YOUR TASK.
Please return all of the data exactly as written.
Start of PROVIDED INFORMATION
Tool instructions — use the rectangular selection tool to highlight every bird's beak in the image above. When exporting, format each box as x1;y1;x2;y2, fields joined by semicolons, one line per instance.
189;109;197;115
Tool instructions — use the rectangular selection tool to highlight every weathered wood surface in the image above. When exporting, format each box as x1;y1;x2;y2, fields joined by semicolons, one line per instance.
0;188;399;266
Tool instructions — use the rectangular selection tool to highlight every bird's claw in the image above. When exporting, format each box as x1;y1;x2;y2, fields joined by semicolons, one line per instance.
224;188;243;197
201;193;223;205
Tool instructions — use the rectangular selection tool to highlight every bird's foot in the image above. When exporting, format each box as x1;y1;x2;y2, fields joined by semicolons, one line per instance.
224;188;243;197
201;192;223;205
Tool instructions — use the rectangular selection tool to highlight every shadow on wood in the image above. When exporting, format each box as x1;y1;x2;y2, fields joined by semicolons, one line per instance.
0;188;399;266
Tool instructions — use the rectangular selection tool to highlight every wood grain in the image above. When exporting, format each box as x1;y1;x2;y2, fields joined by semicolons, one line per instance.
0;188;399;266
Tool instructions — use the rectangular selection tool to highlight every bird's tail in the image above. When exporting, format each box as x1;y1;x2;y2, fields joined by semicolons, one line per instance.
End of PROVIDED INFORMATION
OUTPUT BELOW.
Tool instructions — use the rectangular selection tool to highlight every bird's beak in the image above. When exporting, format each box as x1;y1;x2;y2, fields joined by semicolons, one line per instance.
189;109;197;115
Tool instructions — use the rectangular selection tool to highlight every weathered wood surface in the image above. When exporting, format each box as x1;y1;x2;y2, fields joined by semicolons, one line per instance.
0;188;399;266
Tool instructions — use the rectangular selection tool to highlight every bird's claw in the image above. When exporting, format each box as x1;y1;x2;y2, fields joined by semicolons, one line per instance.
224;188;243;197
201;193;223;205
Tool instructions — use the rectangular selection tool to highlight every bird's foot in the image above. When exporting, format each box as x1;y1;x2;y2, fields joined by semicolons, one line per instance.
224;188;243;197
201;192;223;205
Tool instructions — use the rectangular selection tool to highlight every shadow on wood in the image above. When exporting, format each box as x1;y1;x2;y2, fields joined by semicolons, one line per instance.
0;188;399;266
Tool instructions — use the rectangular selection tool to highlight every wood grain in the image above. When exporting, format each box as x1;y1;x2;y2, fields joined by semicolons, one line per instance.
0;188;399;266
Tool instructions — use the rectangular selection tool to highlight every bird's tail in the image above. When exporting, format each box as x1;y1;x2;y2, fields joined by semicolons, one line per instance.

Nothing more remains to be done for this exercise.